## RECORD LIST
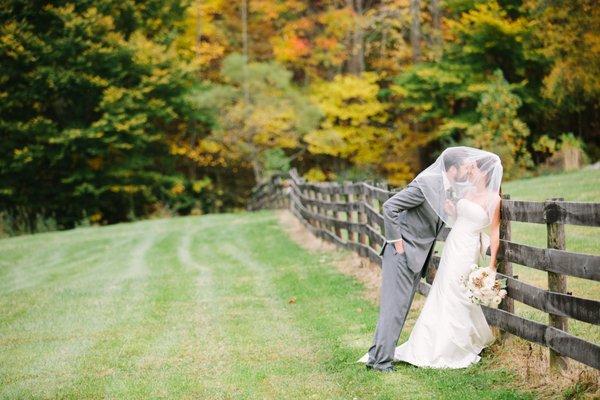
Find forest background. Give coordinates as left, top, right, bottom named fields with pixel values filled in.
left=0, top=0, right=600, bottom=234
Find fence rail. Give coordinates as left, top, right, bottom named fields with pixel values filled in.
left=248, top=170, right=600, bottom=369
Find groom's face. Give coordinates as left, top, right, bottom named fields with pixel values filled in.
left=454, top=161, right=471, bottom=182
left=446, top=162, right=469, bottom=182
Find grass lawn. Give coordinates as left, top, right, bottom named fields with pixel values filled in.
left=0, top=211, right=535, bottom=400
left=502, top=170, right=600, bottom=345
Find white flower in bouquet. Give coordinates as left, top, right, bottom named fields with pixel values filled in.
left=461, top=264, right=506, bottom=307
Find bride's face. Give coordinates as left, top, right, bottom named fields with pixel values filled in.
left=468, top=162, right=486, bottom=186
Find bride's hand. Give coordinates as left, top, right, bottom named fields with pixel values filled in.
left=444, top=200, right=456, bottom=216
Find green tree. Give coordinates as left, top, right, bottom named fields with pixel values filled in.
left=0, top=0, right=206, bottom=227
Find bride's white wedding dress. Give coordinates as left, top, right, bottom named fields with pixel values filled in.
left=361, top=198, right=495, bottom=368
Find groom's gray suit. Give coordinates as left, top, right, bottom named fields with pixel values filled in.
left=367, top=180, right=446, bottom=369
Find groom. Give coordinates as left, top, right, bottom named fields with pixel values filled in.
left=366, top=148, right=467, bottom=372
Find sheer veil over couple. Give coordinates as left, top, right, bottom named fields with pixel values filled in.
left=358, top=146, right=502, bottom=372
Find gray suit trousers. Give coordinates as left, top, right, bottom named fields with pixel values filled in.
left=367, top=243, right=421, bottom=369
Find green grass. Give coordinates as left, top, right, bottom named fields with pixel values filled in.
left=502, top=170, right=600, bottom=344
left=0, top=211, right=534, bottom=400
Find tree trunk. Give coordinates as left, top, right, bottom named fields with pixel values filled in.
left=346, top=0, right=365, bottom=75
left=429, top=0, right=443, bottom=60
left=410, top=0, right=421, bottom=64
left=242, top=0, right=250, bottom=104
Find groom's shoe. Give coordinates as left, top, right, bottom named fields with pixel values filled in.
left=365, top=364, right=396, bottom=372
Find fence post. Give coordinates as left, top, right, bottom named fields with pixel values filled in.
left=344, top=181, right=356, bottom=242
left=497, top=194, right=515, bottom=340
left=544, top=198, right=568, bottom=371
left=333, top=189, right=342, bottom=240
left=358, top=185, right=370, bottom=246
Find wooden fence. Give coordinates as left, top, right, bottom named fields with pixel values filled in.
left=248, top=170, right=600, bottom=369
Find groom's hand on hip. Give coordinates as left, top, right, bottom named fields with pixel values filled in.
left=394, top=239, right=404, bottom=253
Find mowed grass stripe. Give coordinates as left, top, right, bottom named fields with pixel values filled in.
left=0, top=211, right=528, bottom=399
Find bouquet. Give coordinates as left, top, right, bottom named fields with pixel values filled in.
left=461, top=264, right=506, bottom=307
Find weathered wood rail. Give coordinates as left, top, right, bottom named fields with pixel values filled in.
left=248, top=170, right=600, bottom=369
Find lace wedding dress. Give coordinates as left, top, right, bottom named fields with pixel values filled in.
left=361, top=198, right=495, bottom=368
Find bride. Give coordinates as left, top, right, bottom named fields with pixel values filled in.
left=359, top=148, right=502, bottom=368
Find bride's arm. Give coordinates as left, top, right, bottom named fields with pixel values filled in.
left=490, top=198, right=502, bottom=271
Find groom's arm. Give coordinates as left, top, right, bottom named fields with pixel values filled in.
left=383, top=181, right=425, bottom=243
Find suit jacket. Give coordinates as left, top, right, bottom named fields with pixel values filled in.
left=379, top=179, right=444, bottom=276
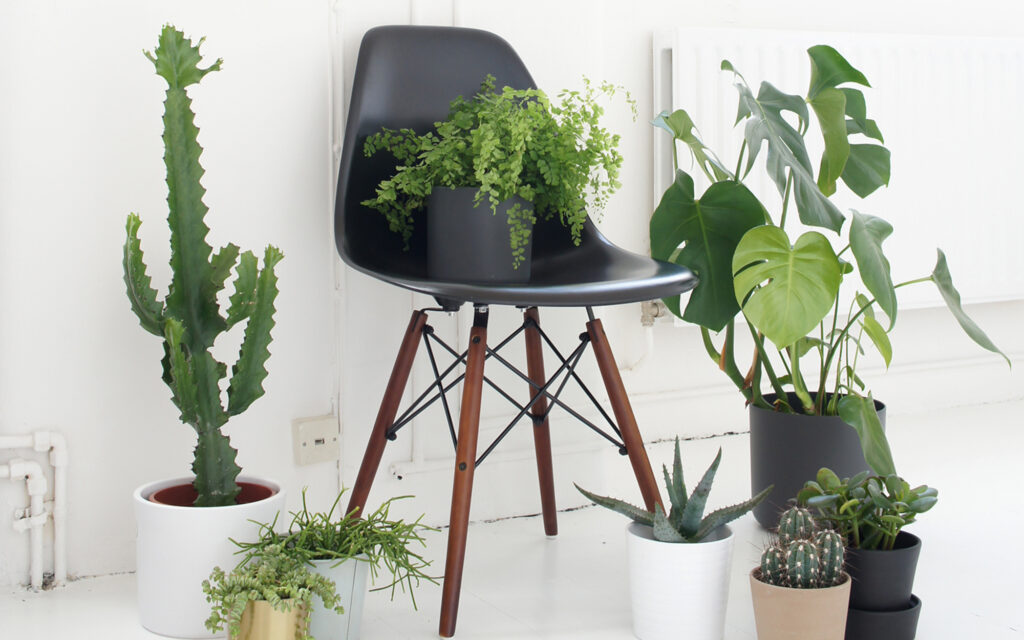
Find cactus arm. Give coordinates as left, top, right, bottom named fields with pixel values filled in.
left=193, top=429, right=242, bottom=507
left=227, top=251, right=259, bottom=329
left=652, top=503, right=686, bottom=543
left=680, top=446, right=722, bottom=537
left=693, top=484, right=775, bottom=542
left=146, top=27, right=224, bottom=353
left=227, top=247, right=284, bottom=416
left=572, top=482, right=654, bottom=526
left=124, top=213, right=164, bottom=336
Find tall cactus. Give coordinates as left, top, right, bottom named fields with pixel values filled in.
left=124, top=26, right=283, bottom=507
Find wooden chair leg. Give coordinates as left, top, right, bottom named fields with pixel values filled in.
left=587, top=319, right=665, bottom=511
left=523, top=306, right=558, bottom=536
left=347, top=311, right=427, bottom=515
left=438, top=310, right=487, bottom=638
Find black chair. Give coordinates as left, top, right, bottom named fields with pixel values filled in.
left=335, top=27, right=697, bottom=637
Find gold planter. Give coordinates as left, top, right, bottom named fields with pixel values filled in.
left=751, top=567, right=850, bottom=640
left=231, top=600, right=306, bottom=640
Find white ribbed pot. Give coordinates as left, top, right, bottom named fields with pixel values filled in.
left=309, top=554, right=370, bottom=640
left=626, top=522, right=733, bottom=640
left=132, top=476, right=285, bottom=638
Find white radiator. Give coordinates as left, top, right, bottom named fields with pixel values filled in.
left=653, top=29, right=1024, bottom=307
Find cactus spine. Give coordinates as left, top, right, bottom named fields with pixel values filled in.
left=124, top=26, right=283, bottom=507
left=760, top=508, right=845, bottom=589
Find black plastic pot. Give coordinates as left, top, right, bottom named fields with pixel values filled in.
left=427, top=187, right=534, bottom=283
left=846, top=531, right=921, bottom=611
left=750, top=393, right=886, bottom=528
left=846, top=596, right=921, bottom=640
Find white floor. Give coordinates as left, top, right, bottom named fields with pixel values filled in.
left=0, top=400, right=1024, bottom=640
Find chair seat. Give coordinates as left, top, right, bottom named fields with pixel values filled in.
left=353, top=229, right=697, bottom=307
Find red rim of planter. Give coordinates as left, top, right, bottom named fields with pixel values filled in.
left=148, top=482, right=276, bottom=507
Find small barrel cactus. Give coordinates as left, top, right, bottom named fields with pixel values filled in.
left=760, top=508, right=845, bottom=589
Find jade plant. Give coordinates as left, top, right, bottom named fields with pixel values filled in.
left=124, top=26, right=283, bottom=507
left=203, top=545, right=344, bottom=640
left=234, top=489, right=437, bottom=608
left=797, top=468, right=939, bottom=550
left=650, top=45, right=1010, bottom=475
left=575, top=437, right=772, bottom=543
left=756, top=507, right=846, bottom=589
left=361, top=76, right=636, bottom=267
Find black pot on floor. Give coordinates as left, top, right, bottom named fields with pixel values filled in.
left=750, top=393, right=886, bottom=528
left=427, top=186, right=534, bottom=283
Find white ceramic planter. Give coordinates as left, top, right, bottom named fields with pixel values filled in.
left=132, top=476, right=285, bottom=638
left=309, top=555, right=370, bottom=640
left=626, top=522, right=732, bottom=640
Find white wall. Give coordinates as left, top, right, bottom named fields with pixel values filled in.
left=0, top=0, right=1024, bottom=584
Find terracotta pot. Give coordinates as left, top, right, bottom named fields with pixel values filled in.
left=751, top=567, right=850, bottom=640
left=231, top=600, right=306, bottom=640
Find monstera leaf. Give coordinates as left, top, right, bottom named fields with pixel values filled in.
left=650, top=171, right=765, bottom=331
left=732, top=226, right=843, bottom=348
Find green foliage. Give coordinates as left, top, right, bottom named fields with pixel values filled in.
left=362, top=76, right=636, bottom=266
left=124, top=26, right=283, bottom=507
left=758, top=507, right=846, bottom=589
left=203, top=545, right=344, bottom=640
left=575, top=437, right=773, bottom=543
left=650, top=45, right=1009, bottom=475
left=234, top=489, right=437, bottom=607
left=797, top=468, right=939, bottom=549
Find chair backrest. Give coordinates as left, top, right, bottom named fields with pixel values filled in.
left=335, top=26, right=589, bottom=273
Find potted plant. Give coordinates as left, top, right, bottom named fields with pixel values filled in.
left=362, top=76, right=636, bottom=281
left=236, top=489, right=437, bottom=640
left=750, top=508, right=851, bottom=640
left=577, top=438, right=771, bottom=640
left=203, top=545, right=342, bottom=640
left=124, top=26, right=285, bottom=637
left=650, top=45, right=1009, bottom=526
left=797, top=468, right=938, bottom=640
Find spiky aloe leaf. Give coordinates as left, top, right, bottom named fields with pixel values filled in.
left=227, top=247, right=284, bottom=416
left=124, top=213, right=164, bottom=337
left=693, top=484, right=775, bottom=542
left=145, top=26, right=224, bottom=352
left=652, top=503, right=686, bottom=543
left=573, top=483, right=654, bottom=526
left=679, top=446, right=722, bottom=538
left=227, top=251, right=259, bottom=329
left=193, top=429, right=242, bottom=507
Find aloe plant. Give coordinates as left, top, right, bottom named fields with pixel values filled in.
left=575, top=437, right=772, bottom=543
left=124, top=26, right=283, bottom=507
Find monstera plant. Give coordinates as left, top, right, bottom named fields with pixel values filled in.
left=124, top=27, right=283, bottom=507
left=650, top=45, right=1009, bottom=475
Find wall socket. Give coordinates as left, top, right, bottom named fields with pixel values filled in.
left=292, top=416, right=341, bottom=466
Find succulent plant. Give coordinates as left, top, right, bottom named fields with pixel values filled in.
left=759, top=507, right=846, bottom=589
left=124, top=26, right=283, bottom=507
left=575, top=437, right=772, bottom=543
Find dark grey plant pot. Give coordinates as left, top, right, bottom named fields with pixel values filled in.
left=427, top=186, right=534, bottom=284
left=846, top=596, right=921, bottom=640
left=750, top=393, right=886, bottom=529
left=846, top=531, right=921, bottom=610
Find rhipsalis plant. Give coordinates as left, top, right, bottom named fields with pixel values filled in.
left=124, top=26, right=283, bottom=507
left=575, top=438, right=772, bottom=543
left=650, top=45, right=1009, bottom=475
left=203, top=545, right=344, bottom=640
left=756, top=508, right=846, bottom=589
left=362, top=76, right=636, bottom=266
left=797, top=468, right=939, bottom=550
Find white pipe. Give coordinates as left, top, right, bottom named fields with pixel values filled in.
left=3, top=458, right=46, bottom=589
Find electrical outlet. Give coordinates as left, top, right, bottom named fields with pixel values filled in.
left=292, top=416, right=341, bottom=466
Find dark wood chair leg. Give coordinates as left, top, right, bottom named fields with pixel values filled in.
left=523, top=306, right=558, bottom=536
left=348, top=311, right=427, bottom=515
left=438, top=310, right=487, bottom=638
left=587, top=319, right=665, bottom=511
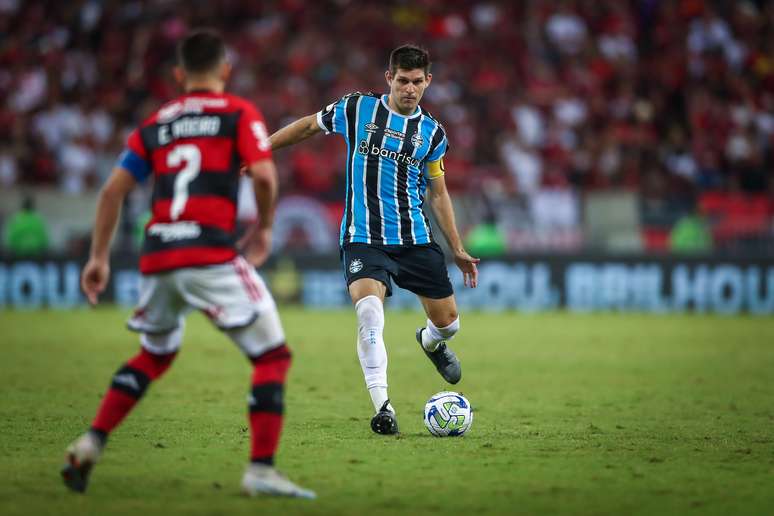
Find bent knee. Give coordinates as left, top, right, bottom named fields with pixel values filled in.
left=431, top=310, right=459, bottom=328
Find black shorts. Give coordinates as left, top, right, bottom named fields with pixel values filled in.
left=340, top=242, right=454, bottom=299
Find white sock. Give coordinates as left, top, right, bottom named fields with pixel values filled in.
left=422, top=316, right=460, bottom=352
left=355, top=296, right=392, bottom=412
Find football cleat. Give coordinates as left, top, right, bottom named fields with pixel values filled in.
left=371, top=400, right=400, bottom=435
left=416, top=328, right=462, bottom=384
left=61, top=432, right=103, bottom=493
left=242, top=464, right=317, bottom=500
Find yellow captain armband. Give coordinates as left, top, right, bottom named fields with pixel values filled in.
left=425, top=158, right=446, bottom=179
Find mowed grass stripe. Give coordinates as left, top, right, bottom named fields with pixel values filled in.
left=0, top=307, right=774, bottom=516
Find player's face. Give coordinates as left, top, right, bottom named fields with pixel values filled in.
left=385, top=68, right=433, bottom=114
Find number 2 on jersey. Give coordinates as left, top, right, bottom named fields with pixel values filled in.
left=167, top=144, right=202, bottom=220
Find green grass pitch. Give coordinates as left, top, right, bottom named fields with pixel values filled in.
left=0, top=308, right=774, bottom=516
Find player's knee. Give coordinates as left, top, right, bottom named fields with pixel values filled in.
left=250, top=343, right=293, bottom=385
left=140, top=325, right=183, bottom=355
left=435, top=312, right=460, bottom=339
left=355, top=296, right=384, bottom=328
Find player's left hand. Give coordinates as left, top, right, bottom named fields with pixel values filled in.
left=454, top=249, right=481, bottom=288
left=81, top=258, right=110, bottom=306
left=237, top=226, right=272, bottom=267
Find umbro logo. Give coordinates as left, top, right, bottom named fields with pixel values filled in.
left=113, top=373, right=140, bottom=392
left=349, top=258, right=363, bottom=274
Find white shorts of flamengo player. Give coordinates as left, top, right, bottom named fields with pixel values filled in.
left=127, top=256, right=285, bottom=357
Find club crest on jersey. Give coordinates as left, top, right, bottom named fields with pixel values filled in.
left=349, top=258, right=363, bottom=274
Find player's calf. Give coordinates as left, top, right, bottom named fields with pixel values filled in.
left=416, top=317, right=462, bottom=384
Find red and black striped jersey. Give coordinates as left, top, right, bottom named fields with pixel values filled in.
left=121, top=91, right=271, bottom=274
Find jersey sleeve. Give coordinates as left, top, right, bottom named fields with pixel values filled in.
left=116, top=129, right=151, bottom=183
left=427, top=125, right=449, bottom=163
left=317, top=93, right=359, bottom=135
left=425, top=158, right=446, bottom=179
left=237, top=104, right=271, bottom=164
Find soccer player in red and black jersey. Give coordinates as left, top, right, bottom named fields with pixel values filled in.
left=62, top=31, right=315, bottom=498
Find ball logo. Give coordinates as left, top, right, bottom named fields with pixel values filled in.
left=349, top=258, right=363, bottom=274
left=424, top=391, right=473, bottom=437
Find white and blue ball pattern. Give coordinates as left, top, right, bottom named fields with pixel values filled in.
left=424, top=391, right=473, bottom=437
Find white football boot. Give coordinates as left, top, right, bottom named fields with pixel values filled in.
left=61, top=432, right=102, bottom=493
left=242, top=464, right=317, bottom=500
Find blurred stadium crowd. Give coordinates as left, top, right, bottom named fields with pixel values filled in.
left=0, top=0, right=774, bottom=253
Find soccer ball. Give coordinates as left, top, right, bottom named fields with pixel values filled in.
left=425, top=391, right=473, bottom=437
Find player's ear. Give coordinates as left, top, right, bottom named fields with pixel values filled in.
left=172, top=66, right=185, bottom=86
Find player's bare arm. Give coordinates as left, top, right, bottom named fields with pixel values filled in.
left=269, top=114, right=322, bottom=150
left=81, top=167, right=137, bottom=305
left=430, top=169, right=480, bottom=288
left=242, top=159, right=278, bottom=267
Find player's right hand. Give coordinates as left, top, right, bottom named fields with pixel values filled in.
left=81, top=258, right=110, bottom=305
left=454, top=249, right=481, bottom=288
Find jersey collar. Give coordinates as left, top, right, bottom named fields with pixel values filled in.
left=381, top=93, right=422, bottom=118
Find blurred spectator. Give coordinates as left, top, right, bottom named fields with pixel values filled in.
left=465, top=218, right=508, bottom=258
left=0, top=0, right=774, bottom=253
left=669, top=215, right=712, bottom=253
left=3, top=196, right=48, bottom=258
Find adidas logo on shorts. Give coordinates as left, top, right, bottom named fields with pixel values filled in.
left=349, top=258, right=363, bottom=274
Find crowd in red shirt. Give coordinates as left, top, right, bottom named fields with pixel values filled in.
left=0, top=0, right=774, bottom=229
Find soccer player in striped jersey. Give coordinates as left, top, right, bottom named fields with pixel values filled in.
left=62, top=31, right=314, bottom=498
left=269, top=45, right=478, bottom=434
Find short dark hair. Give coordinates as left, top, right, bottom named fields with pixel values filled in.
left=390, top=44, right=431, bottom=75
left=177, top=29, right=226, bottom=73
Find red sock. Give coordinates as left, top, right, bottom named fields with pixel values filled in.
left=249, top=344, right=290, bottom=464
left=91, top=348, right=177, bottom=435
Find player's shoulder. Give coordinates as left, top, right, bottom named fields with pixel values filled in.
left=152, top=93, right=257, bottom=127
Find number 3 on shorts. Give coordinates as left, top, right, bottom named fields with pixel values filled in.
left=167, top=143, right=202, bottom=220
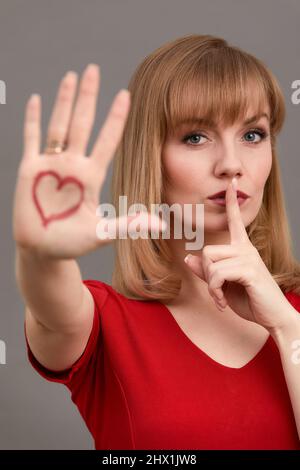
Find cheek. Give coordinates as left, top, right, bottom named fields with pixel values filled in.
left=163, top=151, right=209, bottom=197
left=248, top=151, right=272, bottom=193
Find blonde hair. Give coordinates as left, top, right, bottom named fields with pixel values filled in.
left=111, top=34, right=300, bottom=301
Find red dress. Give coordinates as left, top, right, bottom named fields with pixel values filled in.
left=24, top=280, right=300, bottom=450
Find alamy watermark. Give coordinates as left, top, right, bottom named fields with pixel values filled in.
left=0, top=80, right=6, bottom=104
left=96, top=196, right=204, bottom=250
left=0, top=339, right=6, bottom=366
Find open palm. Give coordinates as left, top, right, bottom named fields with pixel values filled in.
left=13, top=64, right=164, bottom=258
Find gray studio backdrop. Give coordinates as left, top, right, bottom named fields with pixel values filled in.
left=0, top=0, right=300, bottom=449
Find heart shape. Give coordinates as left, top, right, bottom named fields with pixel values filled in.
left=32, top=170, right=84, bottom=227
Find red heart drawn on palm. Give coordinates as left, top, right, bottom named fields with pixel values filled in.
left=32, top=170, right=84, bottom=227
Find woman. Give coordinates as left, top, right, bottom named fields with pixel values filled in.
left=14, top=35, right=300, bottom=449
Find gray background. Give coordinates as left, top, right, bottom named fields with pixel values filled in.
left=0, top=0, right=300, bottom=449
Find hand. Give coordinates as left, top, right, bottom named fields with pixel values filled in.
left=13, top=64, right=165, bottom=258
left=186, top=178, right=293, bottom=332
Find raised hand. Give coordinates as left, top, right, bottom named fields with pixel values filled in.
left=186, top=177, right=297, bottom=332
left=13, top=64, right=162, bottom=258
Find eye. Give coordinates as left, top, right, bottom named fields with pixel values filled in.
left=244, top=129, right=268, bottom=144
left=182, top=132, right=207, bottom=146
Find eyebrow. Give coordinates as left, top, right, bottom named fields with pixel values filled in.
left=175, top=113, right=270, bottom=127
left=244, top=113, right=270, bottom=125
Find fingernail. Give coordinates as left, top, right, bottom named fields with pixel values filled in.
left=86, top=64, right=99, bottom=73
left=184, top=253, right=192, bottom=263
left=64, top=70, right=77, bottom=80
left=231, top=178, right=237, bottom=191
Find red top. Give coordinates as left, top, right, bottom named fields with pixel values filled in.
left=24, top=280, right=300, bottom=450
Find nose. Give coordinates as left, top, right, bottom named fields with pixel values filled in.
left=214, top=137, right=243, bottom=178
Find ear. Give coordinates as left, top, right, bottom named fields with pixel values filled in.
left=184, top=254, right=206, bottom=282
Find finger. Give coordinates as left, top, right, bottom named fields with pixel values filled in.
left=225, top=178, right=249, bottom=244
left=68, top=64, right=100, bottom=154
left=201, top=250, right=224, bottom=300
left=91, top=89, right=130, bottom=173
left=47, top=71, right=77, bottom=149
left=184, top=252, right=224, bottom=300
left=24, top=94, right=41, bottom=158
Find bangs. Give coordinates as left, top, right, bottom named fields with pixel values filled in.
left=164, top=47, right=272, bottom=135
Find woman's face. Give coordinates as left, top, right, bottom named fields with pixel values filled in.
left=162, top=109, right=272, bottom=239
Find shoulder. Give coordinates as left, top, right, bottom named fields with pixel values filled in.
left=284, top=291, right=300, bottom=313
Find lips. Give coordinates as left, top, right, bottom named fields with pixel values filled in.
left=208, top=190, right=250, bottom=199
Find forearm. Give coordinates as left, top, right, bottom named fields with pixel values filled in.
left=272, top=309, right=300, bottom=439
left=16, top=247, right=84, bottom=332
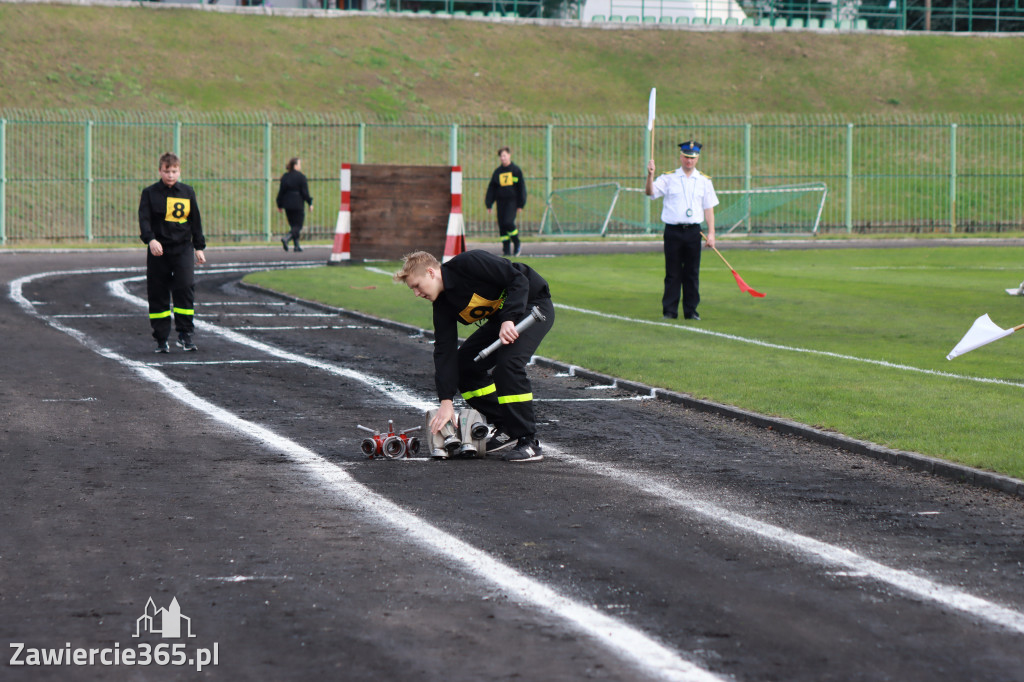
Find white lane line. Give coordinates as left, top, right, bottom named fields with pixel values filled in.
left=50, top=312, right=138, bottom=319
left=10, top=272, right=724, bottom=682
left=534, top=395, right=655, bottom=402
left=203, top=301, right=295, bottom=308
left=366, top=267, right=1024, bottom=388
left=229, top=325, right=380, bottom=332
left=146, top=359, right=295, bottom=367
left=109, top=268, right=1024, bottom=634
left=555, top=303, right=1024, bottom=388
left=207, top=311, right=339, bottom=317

## SET PROBLEM
The required output is the span of lines from the one containing "Find white lane" to the last line, reproduced character for character.

## ANSWER TO THE TASK
Find white lane line. Give coordinates as left, top, right, bottom named fields with pixel values filled in.
left=50, top=312, right=138, bottom=319
left=10, top=272, right=724, bottom=682
left=534, top=395, right=655, bottom=402
left=203, top=301, right=295, bottom=308
left=366, top=267, right=1024, bottom=388
left=229, top=325, right=380, bottom=332
left=146, top=359, right=295, bottom=367
left=109, top=268, right=1024, bottom=634
left=555, top=303, right=1024, bottom=388
left=207, top=311, right=339, bottom=317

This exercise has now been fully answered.